Dataset extract

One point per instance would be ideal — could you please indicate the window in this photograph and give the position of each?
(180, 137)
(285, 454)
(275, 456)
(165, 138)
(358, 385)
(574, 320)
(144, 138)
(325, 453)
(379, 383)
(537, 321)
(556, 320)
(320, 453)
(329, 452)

Work order
From the data above, extract every line in its exact form.

Answer box
One point per instance would be ideal — could you please indicate the window in this photograph and give the position of each?
(180, 137)
(285, 454)
(275, 456)
(165, 138)
(358, 385)
(574, 320)
(144, 138)
(325, 453)
(379, 383)
(537, 321)
(556, 320)
(320, 453)
(329, 452)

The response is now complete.